Work to be completed>
Starting at the line with "Labeling fields. Category: grassy" and continuing through the end of the data, swap "grassy field" for "meadow" and write out only those lines with nothing else changed.

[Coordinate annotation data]
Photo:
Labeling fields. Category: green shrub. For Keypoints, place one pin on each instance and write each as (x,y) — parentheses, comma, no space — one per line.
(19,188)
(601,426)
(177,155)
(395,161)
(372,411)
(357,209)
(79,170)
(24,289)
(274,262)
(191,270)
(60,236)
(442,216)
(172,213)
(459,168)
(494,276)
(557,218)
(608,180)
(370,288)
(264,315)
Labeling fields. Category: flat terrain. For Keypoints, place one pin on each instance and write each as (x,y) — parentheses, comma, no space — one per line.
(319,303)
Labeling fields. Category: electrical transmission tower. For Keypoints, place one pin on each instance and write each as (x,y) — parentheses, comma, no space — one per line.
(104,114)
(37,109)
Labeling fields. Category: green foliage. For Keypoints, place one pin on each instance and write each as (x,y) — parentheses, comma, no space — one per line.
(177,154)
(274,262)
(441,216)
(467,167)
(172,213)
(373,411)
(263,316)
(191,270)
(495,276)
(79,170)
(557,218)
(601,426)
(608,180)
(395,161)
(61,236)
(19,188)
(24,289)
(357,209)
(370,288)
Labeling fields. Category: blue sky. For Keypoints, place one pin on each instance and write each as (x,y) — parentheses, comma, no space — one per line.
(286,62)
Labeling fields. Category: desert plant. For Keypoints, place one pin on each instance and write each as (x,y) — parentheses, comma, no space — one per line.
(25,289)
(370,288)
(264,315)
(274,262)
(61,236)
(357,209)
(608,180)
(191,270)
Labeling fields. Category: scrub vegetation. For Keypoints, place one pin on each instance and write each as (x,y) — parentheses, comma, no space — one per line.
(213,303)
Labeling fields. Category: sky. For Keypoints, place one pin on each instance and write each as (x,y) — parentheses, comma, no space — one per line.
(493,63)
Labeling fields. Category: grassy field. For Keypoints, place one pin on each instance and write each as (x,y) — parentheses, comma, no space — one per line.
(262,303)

Answer to the problem>
Labeling fields. Category: meadow. For Keypoints, place one pin on each instance and write each as (x,y) — parentheses, comma, no space — one per line.
(262,303)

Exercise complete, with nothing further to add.